Your instructions:
In your copy of the data, include no pictures and alter nothing else.

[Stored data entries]

= = = = = = =

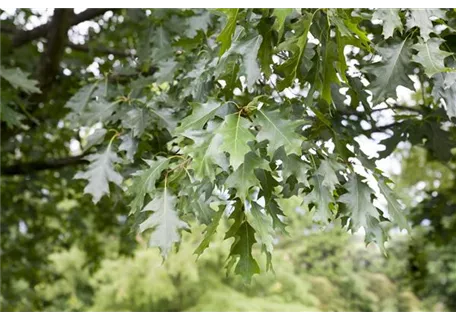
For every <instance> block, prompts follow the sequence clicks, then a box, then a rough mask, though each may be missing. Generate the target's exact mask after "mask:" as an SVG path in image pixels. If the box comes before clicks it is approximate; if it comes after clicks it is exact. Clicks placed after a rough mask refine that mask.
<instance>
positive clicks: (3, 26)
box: [0, 24, 16, 33]
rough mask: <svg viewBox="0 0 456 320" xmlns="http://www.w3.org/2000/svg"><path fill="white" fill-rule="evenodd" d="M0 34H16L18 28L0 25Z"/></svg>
mask: <svg viewBox="0 0 456 320" xmlns="http://www.w3.org/2000/svg"><path fill="white" fill-rule="evenodd" d="M0 32H3V33H14V32H16V28H14V27H11V26H8V25H5V24H0Z"/></svg>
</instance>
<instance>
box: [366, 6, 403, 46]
mask: <svg viewBox="0 0 456 320" xmlns="http://www.w3.org/2000/svg"><path fill="white" fill-rule="evenodd" d="M400 11H401V10H400V9H399V8H377V9H375V11H374V14H373V15H372V19H378V20H382V21H383V32H382V34H383V36H384V37H385V39H388V38H390V37H392V36H393V34H394V30H396V29H398V30H399V32H402V31H403V30H404V27H403V25H402V21H401V17H400V16H399V12H400Z"/></svg>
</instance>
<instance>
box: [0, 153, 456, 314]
mask: <svg viewBox="0 0 456 320" xmlns="http://www.w3.org/2000/svg"><path fill="white" fill-rule="evenodd" d="M397 156H399V157H402V161H403V169H402V172H401V174H400V175H399V176H398V177H396V180H397V181H398V184H397V188H398V189H397V191H399V192H400V193H401V194H402V195H403V199H404V202H409V204H413V203H414V201H417V200H421V201H419V202H417V203H415V204H413V210H411V212H410V218H411V219H412V221H413V222H414V223H415V224H416V225H415V227H414V231H413V234H412V235H411V236H409V235H404V234H400V233H398V232H397V231H395V230H391V231H390V232H392V234H393V240H392V241H390V242H389V243H388V257H385V256H383V255H382V254H381V253H380V252H379V250H378V248H377V247H375V246H368V247H367V248H366V247H365V245H364V242H363V239H362V236H360V235H349V234H347V233H346V232H345V231H344V230H341V229H340V228H339V227H337V226H333V227H330V228H326V229H324V230H322V229H321V227H320V226H318V225H315V224H312V222H311V221H310V219H309V217H308V216H307V215H306V214H305V211H304V210H303V209H302V208H300V207H299V206H298V204H299V200H298V199H296V198H290V199H287V200H285V201H282V203H281V205H282V206H283V208H284V211H286V212H288V213H291V211H294V214H287V215H288V216H289V217H294V218H293V220H291V221H289V223H290V226H289V227H288V231H289V233H290V235H291V236H290V237H286V236H284V237H282V238H278V239H277V242H278V243H277V246H276V250H275V254H274V255H273V260H274V269H275V270H274V272H269V273H263V274H261V275H260V276H255V277H254V280H253V282H252V284H250V285H246V284H244V283H243V281H242V279H241V278H240V277H237V276H233V275H228V276H227V275H226V273H225V268H224V265H225V260H226V256H225V253H226V252H227V250H228V248H229V246H230V240H223V239H222V234H223V232H221V230H219V232H218V233H217V236H216V237H217V239H216V240H215V241H214V243H213V244H211V246H210V248H209V249H208V250H207V251H206V253H205V254H204V255H202V256H201V257H200V258H199V259H198V261H196V256H195V255H194V254H193V251H194V249H195V248H196V246H197V245H198V243H199V241H200V239H201V232H202V231H203V229H202V228H201V229H200V230H198V229H196V230H195V231H194V232H193V233H192V234H190V233H186V234H185V235H184V241H183V243H182V245H181V247H180V248H179V251H178V252H175V253H173V254H172V255H171V256H170V258H169V259H168V260H167V261H166V262H164V263H163V262H162V259H161V257H160V255H159V253H158V251H157V250H153V249H147V248H146V245H145V241H144V240H143V239H142V238H141V237H136V238H135V239H134V241H133V239H132V241H133V243H134V244H135V246H136V249H135V250H133V251H130V254H129V255H126V254H125V253H123V252H122V250H121V248H120V245H119V244H120V243H122V242H121V241H119V238H118V237H119V236H116V235H113V234H111V235H108V236H106V237H102V236H101V234H99V237H97V241H96V243H97V250H99V251H100V252H99V255H100V256H101V257H102V258H101V259H97V258H96V257H95V254H94V255H93V256H92V255H91V254H90V252H91V251H90V250H89V251H87V250H86V249H87V248H85V245H84V242H82V243H80V244H76V245H73V246H72V247H70V248H68V249H67V250H62V251H60V252H55V253H52V254H51V255H50V256H49V260H50V262H51V263H50V264H49V265H48V267H47V268H46V270H45V274H46V275H47V276H46V277H44V278H43V279H41V281H39V282H38V283H36V285H35V286H34V287H32V288H31V287H30V286H29V284H28V283H27V282H26V281H25V280H17V281H14V283H13V284H12V286H11V289H10V290H8V292H5V291H3V290H2V306H3V308H4V310H5V311H6V310H15V311H28V310H44V311H59V310H66V311H451V310H455V308H456V305H455V301H456V250H455V248H456V246H455V245H456V243H455V241H454V237H452V234H454V231H455V229H454V226H455V219H454V214H453V215H452V214H451V213H454V211H451V210H452V209H451V208H453V210H454V205H455V202H454V200H455V196H454V194H455V193H454V188H455V186H454V179H453V174H454V172H455V170H454V169H455V168H454V163H450V164H449V165H448V166H442V165H440V164H439V165H438V164H434V163H427V160H426V153H425V152H423V150H421V149H415V148H412V149H407V148H404V149H402V151H401V153H398V154H397ZM421 166H423V167H422V168H421ZM429 168H431V169H429ZM420 169H422V170H426V174H425V175H423V176H421V177H420V179H416V176H415V175H414V174H413V172H416V171H415V170H420ZM428 169H429V170H428ZM436 177H437V178H438V181H440V182H439V184H438V186H437V183H434V181H435V179H436ZM423 183H425V185H424V184H423ZM399 188H400V189H399ZM60 207H61V208H60V209H61V210H64V209H65V208H67V209H68V207H71V202H68V201H67V202H66V203H62V204H61V206H60ZM446 213H450V214H446ZM88 224H89V223H88ZM224 227H227V226H224ZM221 228H223V226H222V227H221ZM130 236H131V238H133V235H131V234H130ZM18 237H19V238H21V237H26V235H20V234H18ZM257 250H259V248H257ZM87 252H89V254H87ZM93 260H96V261H97V262H96V263H95V262H94V261H93ZM9 269H10V270H12V269H13V265H10V267H9ZM7 295H9V297H8V296H7ZM11 296H14V297H15V298H14V299H9V298H11Z"/></svg>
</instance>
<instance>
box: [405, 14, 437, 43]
mask: <svg viewBox="0 0 456 320" xmlns="http://www.w3.org/2000/svg"><path fill="white" fill-rule="evenodd" d="M432 17H437V18H441V19H443V18H445V12H444V11H443V10H441V9H438V8H411V9H410V16H409V17H408V18H407V23H406V24H407V27H408V28H409V29H411V28H413V27H418V28H420V35H421V37H422V38H423V40H424V42H427V41H428V40H429V39H430V37H429V34H430V33H431V32H433V26H432V21H431V18H432Z"/></svg>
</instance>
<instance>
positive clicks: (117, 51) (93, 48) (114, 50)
mask: <svg viewBox="0 0 456 320" xmlns="http://www.w3.org/2000/svg"><path fill="white" fill-rule="evenodd" d="M67 47H68V48H71V49H73V50H76V51H82V52H90V51H93V52H97V53H102V54H112V55H115V56H118V57H130V56H132V54H131V53H130V52H129V50H116V49H111V48H103V47H93V48H92V47H89V46H88V45H85V44H76V43H71V42H70V43H68V44H67Z"/></svg>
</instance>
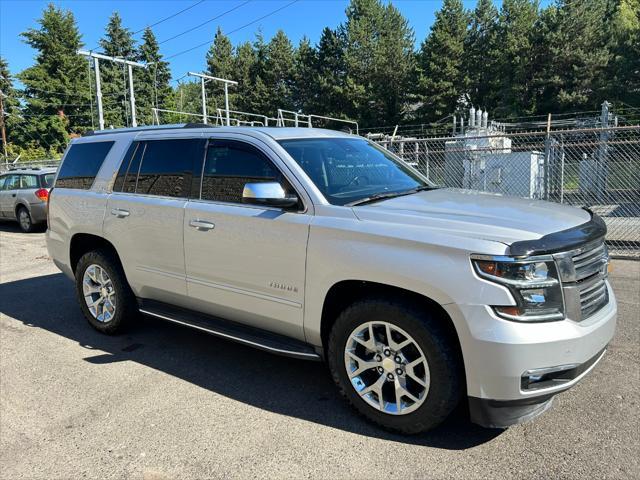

= = = = = = =

Exercise response:
For every <instance> block, prompts follow the sequence clicks, then a box, then a rough mask, though each may be missing. Generate the target's exact mask after "mask:" as an SVG path in image pixels. If the box comes before clicks it is approximate; if it comes after clicks it is exact. Clicks placed after a rough mask refine that mask.
<instance>
positive clicks: (3, 26)
box: [0, 24, 16, 33]
rough mask: <svg viewBox="0 0 456 320" xmlns="http://www.w3.org/2000/svg"><path fill="white" fill-rule="evenodd" d="M0 34H16L18 28L0 25Z"/></svg>
mask: <svg viewBox="0 0 456 320" xmlns="http://www.w3.org/2000/svg"><path fill="white" fill-rule="evenodd" d="M0 32H3V33H14V32H16V28H14V27H11V26H8V25H5V24H0Z"/></svg>
</instance>
<instance>
box: [366, 6, 403, 46]
mask: <svg viewBox="0 0 456 320" xmlns="http://www.w3.org/2000/svg"><path fill="white" fill-rule="evenodd" d="M400 11H401V10H400V9H399V8H377V9H375V11H374V14H373V15H372V19H378V20H382V21H383V32H382V34H383V36H384V37H385V39H388V38H390V37H392V36H393V34H394V30H396V29H398V30H399V32H402V31H403V30H404V27H403V25H402V21H401V17H400V16H399V12H400Z"/></svg>
</instance>
<instance>
box: [0, 153, 456, 314]
mask: <svg viewBox="0 0 456 320" xmlns="http://www.w3.org/2000/svg"><path fill="white" fill-rule="evenodd" d="M397 156H399V157H402V161H403V169H402V172H401V174H400V175H399V176H398V177H396V180H397V181H398V184H397V188H398V189H397V191H399V192H400V193H401V194H402V195H403V199H404V202H409V204H413V203H414V201H417V200H421V201H419V202H417V203H415V204H413V210H411V212H410V218H411V219H412V221H413V222H414V223H415V224H416V225H415V227H414V231H413V234H412V235H411V236H409V235H404V234H400V233H398V232H397V231H395V230H391V231H390V232H392V234H393V240H392V241H390V242H389V243H388V257H385V256H383V255H382V254H381V253H380V252H379V250H378V248H377V247H375V246H368V247H367V248H366V247H365V245H364V242H363V239H362V236H360V235H349V234H347V233H346V232H345V231H344V230H341V229H340V228H339V227H337V226H333V227H330V228H326V229H324V230H322V229H321V227H320V226H318V225H315V224H312V222H311V221H310V219H309V217H308V216H307V215H306V214H305V211H304V210H303V209H302V208H300V207H299V206H298V204H299V200H298V199H296V198H290V199H287V200H285V201H282V203H281V205H282V206H283V208H284V211H286V212H288V213H291V211H294V214H287V215H288V216H289V217H294V218H293V220H291V221H289V223H290V226H289V227H288V231H289V233H290V235H291V236H290V237H286V236H284V237H282V238H278V239H277V242H278V243H277V246H276V250H275V254H274V255H273V260H274V269H275V270H274V272H269V273H263V274H261V275H260V276H255V277H254V280H253V282H252V284H250V285H246V284H244V283H243V281H242V279H241V278H240V277H237V276H233V275H228V276H227V275H226V273H225V268H224V265H225V260H226V256H225V253H226V252H227V250H228V248H229V246H230V240H223V239H222V234H223V232H221V230H219V232H218V233H217V236H216V237H217V239H216V240H215V241H214V243H213V244H211V246H210V248H209V249H208V250H207V251H206V253H205V254H204V255H202V256H201V257H200V258H199V259H198V261H196V256H195V255H194V254H193V251H194V249H195V248H196V246H197V245H198V243H199V241H200V239H201V232H202V231H203V229H202V228H201V229H200V230H198V229H196V230H195V231H194V232H193V233H192V234H190V233H186V234H185V235H184V241H183V243H182V245H181V247H180V248H179V251H178V252H175V253H173V254H172V255H171V256H170V258H169V259H168V260H167V261H166V262H164V263H163V262H162V259H161V257H160V255H159V253H158V251H157V250H153V249H147V248H146V245H145V241H144V240H143V239H142V238H141V237H136V238H135V239H134V241H133V239H132V241H133V243H134V244H135V246H136V249H135V250H133V251H130V254H129V255H126V254H125V253H123V252H122V250H121V248H120V245H119V244H120V243H122V242H121V241H119V238H118V237H119V236H116V235H113V234H111V235H108V236H106V237H102V236H101V234H99V237H97V241H96V243H97V250H99V251H100V252H99V255H100V256H101V257H102V258H101V259H97V258H96V257H95V254H94V255H93V256H92V255H91V254H90V252H91V251H90V250H89V251H87V250H86V249H87V248H85V245H84V242H82V243H80V244H76V245H73V246H72V247H70V248H68V249H67V250H62V251H60V252H55V253H52V254H51V255H50V256H49V260H50V262H51V263H50V264H49V265H48V267H47V268H46V270H45V274H46V275H47V276H46V277H44V278H43V279H41V281H39V282H38V283H36V285H35V286H34V287H32V288H31V287H30V286H29V284H28V283H27V282H26V281H25V280H17V281H14V283H13V284H12V286H11V289H10V290H8V292H5V291H3V290H2V306H3V308H4V310H5V311H6V310H15V311H28V310H44V311H59V310H66V311H451V310H455V308H456V305H455V301H456V250H455V248H456V246H455V245H456V243H455V241H454V237H452V234H454V231H455V229H454V226H455V219H454V214H453V215H452V214H451V213H454V211H451V210H452V209H451V208H453V210H454V205H455V202H454V200H455V196H454V194H455V193H454V188H455V186H454V179H453V174H454V172H455V170H454V169H455V168H454V163H450V164H449V165H448V166H442V165H440V164H439V165H438V164H434V163H427V160H426V153H425V152H423V150H421V149H415V148H412V149H407V148H404V149H402V151H401V153H398V154H397ZM421 166H423V167H422V168H421ZM429 168H431V169H429ZM420 169H422V170H426V174H425V175H423V176H421V177H420V179H416V176H415V175H414V174H413V172H416V171H415V170H420ZM428 169H429V170H428ZM436 177H437V178H438V181H440V182H439V184H438V186H437V183H434V181H435V179H436ZM423 183H425V185H424V184H423ZM399 188H400V189H399ZM60 207H61V208H60V209H61V210H64V209H65V208H67V209H68V207H71V202H68V201H67V202H66V203H62V204H61V206H60ZM446 213H450V214H446ZM88 224H89V223H88ZM224 227H227V226H224ZM221 228H223V226H222V227H221ZM130 236H131V238H133V235H131V234H130ZM18 237H19V238H21V237H26V235H20V234H18ZM257 250H259V248H257ZM87 252H89V254H87ZM93 260H96V261H97V262H96V263H95V262H94V261H93ZM9 269H10V270H12V269H13V265H10V267H9ZM7 295H9V297H8V296H7ZM11 296H14V297H15V298H14V299H9V298H11Z"/></svg>
</instance>
<instance>
box: [405, 14, 437, 43]
mask: <svg viewBox="0 0 456 320" xmlns="http://www.w3.org/2000/svg"><path fill="white" fill-rule="evenodd" d="M432 17H437V18H441V19H443V18H445V12H444V11H443V10H441V9H438V8H411V9H410V16H409V17H408V18H407V23H406V24H407V27H408V28H409V29H411V28H413V27H418V28H420V35H421V37H422V38H423V40H424V42H427V41H428V40H429V39H430V37H429V34H430V33H431V32H433V26H432V21H431V18H432Z"/></svg>
</instance>
<instance>
positive clicks: (117, 51) (93, 48) (114, 50)
mask: <svg viewBox="0 0 456 320" xmlns="http://www.w3.org/2000/svg"><path fill="white" fill-rule="evenodd" d="M67 47H68V48H71V49H73V50H76V51H82V52H90V51H93V52H97V53H102V54H112V55H115V56H118V57H130V56H132V54H131V53H130V52H129V50H116V49H111V48H103V47H93V48H92V47H89V46H88V45H85V44H76V43H71V42H70V43H68V44H67Z"/></svg>
</instance>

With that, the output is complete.